• WHAT IS BEING ASKED:
Count the lines in the listing below that contain the string "football", and reply with that number alone.
________________
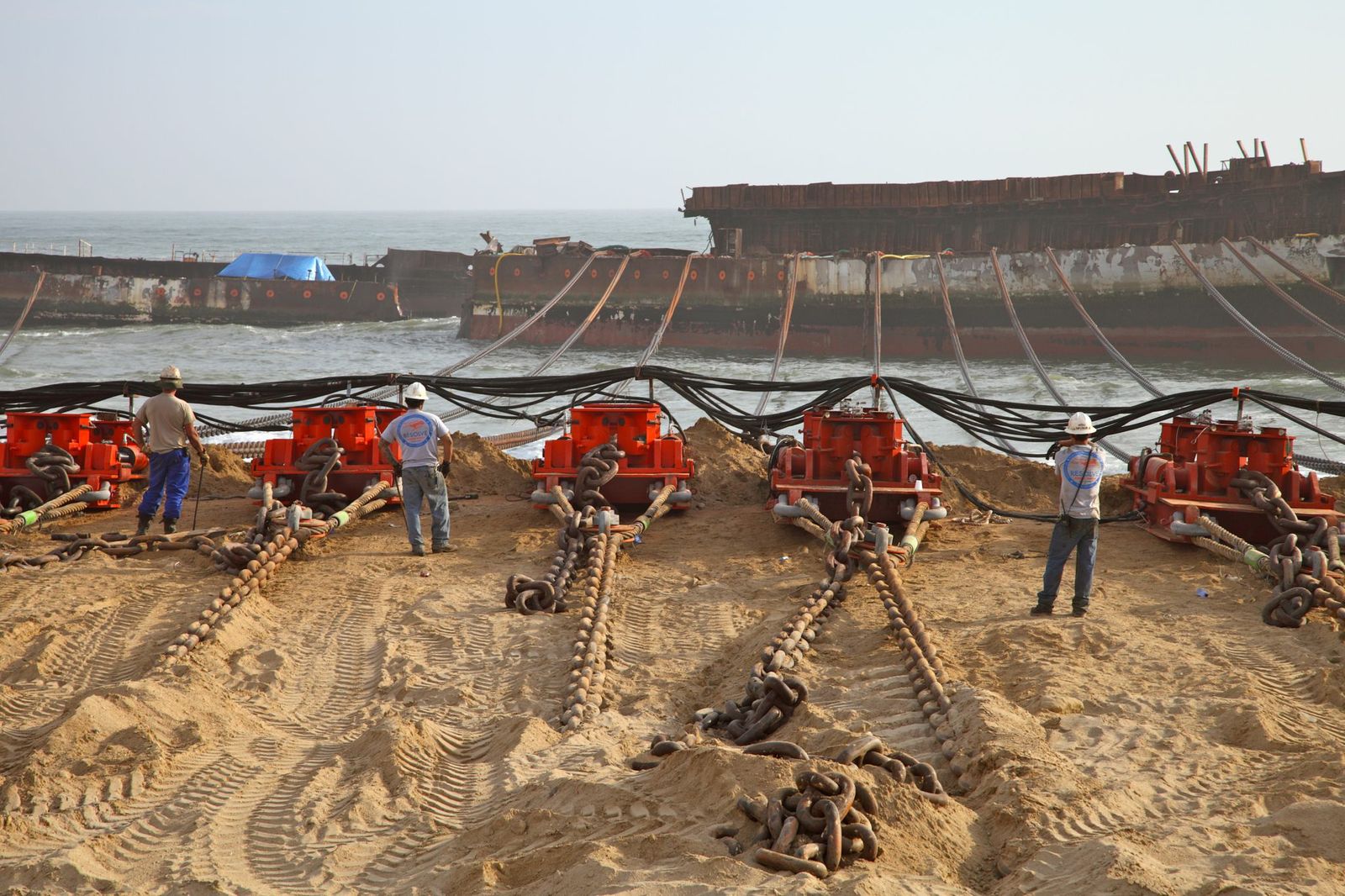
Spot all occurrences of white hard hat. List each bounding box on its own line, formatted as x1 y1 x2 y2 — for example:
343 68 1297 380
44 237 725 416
1065 410 1098 436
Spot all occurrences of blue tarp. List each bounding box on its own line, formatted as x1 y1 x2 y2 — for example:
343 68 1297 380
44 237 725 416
219 251 336 280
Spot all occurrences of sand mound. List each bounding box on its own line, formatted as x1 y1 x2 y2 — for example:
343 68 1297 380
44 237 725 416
686 417 769 504
202 445 254 498
0 457 1345 896
448 432 533 495
1318 477 1345 510
930 445 1131 517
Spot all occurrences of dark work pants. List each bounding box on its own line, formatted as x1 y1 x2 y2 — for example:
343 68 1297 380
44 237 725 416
1037 517 1098 609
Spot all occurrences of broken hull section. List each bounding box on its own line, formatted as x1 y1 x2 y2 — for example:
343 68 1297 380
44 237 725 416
460 237 1345 366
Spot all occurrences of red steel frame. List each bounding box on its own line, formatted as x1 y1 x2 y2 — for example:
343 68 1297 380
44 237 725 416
1121 417 1340 544
251 405 402 503
768 408 943 524
533 401 695 510
0 413 150 510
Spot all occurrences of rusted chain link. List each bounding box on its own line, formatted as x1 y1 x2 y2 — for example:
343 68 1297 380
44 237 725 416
23 444 79 498
1193 468 1345 628
0 527 224 569
713 737 948 878
504 510 583 616
504 441 624 616
160 483 394 663
560 531 621 730
0 483 92 534
294 437 345 510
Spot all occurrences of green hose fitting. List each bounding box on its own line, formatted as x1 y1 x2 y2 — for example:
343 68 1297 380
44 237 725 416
1242 547 1269 573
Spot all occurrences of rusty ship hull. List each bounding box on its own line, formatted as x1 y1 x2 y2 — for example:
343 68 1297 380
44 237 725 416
459 237 1345 366
0 250 472 327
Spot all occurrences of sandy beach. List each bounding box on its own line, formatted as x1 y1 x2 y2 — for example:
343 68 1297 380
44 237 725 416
0 423 1345 896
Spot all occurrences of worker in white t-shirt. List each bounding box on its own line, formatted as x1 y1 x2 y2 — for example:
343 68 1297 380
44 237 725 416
1031 412 1107 616
378 382 457 557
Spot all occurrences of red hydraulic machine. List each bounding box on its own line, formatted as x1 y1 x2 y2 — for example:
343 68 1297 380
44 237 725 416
247 405 402 506
0 413 150 510
533 401 694 510
768 403 948 526
1121 410 1340 545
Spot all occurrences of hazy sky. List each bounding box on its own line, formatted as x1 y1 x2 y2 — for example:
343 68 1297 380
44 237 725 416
0 0 1345 210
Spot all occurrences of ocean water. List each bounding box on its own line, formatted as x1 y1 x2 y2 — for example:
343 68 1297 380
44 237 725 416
0 208 1345 460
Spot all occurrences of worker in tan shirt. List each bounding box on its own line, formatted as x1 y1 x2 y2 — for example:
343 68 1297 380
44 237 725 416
132 366 206 535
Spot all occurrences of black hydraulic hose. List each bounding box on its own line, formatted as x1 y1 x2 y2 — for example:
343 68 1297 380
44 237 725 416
933 253 1017 452
990 248 1130 463
1047 246 1163 398
1226 237 1345 351
1172 241 1345 393
883 383 1142 524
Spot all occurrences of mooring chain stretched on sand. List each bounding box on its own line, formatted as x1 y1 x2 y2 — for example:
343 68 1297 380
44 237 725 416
710 736 948 878
504 509 588 616
560 527 621 730
160 482 395 663
1192 468 1345 628
504 441 625 616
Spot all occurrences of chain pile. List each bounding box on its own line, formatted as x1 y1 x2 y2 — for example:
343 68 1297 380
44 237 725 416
23 444 79 498
713 737 948 878
1193 470 1345 628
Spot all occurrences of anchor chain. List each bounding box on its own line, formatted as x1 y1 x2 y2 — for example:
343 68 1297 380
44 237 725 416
23 444 79 498
159 483 395 663
504 441 625 616
711 736 948 878
1193 468 1345 628
560 531 621 730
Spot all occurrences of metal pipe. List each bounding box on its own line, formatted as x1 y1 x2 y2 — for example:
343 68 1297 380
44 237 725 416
1168 143 1181 173
1186 140 1205 175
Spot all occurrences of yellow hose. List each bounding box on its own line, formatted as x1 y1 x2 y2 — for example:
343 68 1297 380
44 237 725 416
491 251 523 336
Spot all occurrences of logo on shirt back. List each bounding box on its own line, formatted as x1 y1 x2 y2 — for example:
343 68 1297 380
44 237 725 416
1060 448 1101 488
397 414 432 448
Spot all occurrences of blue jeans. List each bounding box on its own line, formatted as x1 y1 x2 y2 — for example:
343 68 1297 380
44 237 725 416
1037 517 1098 609
140 448 191 519
402 466 448 547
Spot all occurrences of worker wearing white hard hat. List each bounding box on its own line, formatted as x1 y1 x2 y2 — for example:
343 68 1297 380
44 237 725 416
1031 412 1107 616
132 365 206 535
378 382 456 557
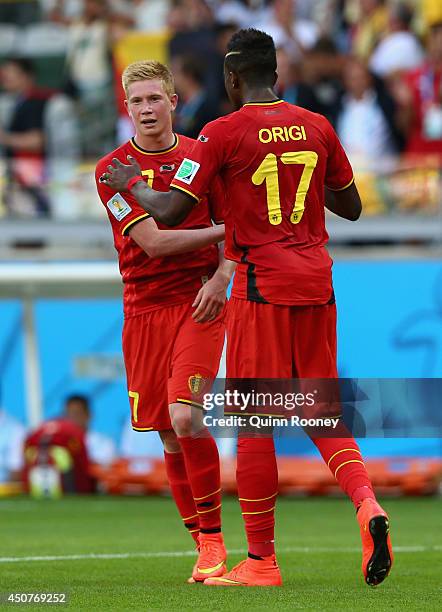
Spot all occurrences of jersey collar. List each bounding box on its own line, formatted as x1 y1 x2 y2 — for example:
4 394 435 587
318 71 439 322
243 99 284 108
129 134 180 155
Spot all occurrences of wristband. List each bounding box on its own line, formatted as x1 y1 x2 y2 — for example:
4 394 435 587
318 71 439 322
126 174 144 191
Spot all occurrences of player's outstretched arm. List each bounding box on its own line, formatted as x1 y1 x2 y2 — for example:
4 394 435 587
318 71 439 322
129 219 224 257
192 244 236 323
100 155 195 226
325 182 362 221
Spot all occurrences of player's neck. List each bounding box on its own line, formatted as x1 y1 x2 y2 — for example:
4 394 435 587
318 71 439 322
242 87 278 104
134 129 175 152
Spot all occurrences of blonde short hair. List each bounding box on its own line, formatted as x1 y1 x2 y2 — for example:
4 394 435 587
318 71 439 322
121 60 175 96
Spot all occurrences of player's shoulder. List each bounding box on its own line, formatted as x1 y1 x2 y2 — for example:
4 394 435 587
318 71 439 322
286 102 328 125
95 141 130 174
198 111 241 137
177 134 196 153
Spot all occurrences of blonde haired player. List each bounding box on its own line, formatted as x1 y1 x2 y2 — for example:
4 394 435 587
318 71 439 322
96 61 234 582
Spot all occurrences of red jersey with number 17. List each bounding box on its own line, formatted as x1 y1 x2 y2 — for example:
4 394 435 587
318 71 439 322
171 100 353 305
95 136 225 317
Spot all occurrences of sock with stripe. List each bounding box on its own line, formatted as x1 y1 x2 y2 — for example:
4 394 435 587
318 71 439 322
178 431 221 533
236 437 278 558
164 451 199 544
312 424 376 509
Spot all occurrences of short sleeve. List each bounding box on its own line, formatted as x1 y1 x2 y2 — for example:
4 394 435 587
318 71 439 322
325 120 354 191
95 160 150 236
170 119 224 201
207 176 226 225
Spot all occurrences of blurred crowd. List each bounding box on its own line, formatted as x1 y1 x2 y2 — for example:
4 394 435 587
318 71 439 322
0 394 167 497
0 0 442 216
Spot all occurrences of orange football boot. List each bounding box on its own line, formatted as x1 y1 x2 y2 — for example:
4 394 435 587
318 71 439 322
204 555 282 586
188 533 227 583
357 498 393 586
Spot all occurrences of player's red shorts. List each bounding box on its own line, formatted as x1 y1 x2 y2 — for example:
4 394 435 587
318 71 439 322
226 298 340 416
123 303 224 431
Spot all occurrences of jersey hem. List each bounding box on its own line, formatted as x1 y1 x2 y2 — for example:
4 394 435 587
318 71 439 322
121 213 151 236
231 290 334 306
123 293 196 319
170 184 201 202
326 177 355 191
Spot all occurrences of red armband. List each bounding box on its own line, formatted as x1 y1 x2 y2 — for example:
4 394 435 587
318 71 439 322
127 174 144 191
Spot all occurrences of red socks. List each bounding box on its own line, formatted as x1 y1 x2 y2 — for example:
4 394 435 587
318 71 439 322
312 425 376 508
178 432 221 533
236 437 278 557
164 451 200 544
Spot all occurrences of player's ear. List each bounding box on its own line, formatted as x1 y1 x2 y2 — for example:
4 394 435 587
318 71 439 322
170 94 178 112
229 72 240 89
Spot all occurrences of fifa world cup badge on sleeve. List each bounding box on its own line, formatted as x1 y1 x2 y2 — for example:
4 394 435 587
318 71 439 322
106 193 132 221
175 157 200 185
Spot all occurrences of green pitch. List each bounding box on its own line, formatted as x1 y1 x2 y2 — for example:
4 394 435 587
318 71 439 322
0 497 442 611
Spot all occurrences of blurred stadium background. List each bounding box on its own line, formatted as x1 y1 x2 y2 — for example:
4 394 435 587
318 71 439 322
0 0 442 493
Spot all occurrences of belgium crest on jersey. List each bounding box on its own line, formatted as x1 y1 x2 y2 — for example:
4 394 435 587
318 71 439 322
188 374 206 394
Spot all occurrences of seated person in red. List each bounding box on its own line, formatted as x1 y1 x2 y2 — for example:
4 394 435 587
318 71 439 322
24 400 95 497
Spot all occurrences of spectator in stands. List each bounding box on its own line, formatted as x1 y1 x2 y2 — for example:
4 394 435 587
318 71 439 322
303 37 344 125
257 0 319 56
0 0 41 26
0 58 53 216
172 55 218 138
337 57 400 168
168 0 215 62
64 395 116 465
347 0 388 60
0 407 25 484
214 0 269 30
396 21 442 160
276 47 322 113
23 408 95 497
370 3 424 77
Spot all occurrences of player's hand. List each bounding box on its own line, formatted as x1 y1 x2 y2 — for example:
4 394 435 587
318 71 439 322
100 155 141 191
192 273 228 323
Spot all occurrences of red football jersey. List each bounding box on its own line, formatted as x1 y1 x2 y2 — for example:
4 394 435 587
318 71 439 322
171 100 353 305
95 136 225 316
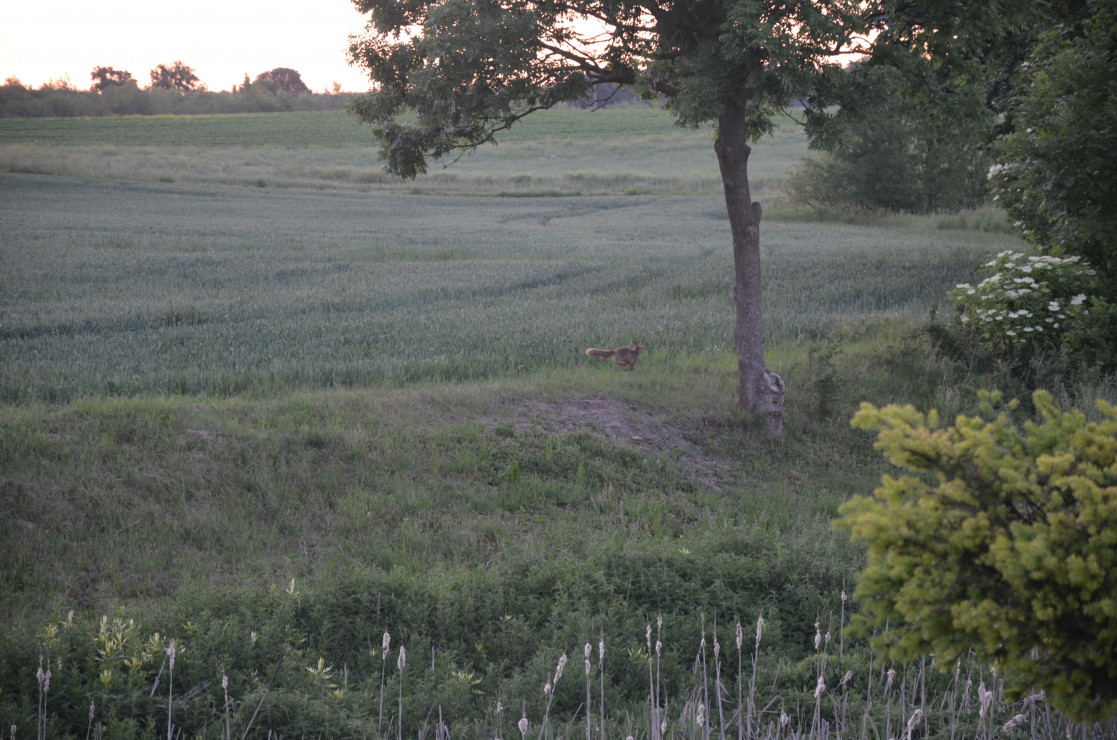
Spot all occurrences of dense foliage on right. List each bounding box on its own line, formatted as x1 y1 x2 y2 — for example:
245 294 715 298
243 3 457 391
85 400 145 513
838 391 1117 721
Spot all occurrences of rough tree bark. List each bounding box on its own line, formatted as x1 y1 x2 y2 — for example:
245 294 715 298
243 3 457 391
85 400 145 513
714 102 785 435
________________
• RESULT OF THIS TASK:
2